Reproduce the listing from its first line down through the line containing "[[[192,59],[191,0],[1,0],[0,55]]]", including both ends and keeping every character unchanged.

▬▬▬▬▬▬▬▬▬▬

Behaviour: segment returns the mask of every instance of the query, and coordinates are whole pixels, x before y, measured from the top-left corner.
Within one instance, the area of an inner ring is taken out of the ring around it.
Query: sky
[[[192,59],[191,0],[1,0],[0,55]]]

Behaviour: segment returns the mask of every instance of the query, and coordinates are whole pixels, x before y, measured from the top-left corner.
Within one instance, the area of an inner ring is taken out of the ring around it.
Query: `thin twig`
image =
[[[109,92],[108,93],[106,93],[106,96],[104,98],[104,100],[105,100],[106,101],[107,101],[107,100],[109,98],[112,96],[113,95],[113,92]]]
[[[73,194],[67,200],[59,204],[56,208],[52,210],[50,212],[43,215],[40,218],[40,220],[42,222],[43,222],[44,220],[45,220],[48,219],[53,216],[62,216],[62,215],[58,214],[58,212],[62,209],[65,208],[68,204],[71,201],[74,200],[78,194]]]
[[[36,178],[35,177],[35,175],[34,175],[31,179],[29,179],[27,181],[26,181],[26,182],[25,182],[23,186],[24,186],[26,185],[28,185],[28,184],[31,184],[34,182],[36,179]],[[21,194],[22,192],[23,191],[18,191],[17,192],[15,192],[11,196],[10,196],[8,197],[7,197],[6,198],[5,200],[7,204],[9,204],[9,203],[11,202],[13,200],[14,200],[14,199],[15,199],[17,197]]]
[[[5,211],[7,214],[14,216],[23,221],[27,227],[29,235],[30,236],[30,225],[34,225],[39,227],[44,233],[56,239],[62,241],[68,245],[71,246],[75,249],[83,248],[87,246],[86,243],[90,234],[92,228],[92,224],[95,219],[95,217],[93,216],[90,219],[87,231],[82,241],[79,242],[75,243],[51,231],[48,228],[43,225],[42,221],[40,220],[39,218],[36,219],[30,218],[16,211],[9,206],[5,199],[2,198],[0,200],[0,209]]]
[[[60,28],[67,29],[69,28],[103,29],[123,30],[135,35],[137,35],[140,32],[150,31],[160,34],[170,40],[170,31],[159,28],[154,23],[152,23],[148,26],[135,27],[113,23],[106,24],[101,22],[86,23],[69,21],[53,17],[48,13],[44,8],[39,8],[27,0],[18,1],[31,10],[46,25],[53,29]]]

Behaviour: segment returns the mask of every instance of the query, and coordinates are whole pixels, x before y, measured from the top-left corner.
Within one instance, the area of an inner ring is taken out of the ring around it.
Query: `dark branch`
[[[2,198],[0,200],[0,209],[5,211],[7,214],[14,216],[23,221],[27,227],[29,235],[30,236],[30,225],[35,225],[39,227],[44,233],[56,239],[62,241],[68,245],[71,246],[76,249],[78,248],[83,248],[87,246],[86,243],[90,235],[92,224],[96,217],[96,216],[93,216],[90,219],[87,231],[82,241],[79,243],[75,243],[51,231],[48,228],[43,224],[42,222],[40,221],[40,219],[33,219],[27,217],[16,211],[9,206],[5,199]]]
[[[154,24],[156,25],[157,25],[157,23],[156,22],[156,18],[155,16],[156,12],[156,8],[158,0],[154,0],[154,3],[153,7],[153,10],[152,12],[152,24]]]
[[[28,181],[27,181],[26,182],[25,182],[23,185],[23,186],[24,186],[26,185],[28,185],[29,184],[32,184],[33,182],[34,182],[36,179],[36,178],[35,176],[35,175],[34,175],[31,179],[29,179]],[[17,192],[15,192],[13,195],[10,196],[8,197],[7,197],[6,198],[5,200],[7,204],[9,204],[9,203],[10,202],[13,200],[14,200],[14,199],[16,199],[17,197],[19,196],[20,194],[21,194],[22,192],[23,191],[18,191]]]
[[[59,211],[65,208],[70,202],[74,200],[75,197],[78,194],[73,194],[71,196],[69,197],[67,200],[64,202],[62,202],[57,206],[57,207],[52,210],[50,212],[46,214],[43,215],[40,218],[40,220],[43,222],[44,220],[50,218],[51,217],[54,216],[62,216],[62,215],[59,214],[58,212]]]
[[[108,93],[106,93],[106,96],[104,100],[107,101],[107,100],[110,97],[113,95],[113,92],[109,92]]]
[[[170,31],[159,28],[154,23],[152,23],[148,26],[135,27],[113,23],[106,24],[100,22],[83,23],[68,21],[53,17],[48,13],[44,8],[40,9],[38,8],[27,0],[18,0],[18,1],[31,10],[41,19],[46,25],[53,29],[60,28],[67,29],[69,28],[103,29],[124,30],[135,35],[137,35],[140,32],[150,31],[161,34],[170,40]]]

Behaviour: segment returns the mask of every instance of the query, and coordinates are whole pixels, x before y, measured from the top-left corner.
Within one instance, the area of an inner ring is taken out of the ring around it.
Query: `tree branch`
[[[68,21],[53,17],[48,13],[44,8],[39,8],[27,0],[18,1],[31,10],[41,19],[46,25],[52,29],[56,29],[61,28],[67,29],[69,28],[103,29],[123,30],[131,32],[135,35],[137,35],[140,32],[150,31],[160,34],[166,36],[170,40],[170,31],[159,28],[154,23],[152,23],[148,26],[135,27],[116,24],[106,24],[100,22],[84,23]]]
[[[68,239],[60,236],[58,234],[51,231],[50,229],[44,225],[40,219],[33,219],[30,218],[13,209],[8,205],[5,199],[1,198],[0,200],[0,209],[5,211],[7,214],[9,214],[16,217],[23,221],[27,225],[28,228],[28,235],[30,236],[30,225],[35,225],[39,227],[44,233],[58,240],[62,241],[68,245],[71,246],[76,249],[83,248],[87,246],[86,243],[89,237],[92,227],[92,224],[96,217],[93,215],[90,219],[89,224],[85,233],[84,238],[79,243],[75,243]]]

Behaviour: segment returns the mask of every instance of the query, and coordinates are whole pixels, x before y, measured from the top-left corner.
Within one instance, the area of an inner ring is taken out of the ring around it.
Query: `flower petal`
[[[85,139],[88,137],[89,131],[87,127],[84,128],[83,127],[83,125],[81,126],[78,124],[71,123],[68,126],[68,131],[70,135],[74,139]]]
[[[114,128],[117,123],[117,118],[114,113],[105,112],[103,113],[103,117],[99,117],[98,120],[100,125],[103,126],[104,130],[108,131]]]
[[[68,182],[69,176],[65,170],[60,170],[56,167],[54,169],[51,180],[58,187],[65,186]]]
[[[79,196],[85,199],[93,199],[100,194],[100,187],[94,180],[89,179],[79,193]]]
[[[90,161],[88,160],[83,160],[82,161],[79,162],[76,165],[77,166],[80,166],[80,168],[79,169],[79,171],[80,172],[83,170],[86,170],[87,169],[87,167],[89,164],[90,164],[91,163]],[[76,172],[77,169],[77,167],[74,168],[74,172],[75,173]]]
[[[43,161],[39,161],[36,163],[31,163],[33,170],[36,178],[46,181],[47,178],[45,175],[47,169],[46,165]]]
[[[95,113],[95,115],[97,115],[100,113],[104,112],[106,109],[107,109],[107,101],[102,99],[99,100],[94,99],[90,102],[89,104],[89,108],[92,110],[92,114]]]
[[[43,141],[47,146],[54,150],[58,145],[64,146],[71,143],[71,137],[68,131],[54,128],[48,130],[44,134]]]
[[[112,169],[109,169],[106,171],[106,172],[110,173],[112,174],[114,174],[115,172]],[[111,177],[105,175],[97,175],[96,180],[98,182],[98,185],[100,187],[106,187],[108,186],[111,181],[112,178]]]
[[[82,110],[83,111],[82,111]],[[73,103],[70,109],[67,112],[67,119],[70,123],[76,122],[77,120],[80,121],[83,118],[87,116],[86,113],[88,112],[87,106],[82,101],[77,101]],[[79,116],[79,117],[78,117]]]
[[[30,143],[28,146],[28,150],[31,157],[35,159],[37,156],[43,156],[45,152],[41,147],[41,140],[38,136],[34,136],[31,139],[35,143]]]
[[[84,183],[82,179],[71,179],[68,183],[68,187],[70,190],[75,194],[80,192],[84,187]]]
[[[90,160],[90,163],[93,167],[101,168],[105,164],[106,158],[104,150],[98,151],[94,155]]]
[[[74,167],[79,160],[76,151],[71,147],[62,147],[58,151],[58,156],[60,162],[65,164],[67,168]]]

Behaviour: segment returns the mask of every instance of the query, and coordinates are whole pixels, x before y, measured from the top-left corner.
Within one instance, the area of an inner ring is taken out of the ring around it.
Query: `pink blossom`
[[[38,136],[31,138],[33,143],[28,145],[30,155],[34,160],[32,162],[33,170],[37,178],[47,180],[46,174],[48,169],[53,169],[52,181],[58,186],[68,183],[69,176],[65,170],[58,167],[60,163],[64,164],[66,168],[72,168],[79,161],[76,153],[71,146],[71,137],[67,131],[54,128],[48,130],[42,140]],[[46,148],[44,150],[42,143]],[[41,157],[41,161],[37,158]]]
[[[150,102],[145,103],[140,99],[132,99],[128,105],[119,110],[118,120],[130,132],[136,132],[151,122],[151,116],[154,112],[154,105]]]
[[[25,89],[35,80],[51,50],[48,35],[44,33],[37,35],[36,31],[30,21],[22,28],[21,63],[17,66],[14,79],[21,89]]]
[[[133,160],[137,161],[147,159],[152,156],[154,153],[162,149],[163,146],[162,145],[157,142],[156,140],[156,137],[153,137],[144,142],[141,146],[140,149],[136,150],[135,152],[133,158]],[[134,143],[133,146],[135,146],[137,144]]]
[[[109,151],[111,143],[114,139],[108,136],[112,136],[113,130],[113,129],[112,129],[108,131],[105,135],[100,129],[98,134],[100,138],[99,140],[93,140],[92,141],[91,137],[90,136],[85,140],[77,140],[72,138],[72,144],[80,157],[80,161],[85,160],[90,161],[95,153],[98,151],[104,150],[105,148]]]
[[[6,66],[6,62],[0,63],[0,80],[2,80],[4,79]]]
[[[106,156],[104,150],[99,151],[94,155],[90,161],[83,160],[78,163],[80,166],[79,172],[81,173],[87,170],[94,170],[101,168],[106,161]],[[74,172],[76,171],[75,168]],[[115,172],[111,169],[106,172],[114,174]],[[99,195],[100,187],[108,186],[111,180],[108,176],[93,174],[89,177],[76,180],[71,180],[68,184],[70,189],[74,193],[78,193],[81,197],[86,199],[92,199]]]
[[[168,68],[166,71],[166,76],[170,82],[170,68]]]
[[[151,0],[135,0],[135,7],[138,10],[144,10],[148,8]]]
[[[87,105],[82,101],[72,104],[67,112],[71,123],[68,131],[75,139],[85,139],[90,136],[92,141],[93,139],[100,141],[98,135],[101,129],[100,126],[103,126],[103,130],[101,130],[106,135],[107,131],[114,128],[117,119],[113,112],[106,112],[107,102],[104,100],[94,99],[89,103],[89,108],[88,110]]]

▬▬▬▬▬▬▬▬▬▬

▶ _The completed task_:
Behaviour: segment returns the mask of every instance of the query, and coordinates are whole pixels, x before y, measured from the top-left corner.
Within one instance, the area of an inner ring is taken out of the ring around it.
Query: sky
[[[192,59],[191,0],[1,0],[0,55]]]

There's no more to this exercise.